*What is needed:* Repeat each line word for word.
begin
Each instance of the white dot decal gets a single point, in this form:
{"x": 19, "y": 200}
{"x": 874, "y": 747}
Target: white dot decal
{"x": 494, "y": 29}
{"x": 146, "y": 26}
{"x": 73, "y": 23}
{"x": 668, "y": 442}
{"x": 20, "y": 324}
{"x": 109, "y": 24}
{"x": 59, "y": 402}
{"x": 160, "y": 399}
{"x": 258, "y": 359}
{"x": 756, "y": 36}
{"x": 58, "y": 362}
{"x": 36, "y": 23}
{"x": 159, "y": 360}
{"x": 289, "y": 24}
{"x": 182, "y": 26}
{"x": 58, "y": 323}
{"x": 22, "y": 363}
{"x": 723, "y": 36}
end
*The completed task:*
Each instance of the white dot decal gets a single point, in this form:
{"x": 19, "y": 200}
{"x": 874, "y": 747}
Target: white dot decal
{"x": 494, "y": 29}
{"x": 146, "y": 26}
{"x": 73, "y": 23}
{"x": 668, "y": 442}
{"x": 20, "y": 324}
{"x": 109, "y": 24}
{"x": 59, "y": 402}
{"x": 160, "y": 399}
{"x": 258, "y": 359}
{"x": 756, "y": 36}
{"x": 58, "y": 362}
{"x": 36, "y": 23}
{"x": 159, "y": 360}
{"x": 289, "y": 24}
{"x": 182, "y": 26}
{"x": 58, "y": 323}
{"x": 22, "y": 363}
{"x": 723, "y": 36}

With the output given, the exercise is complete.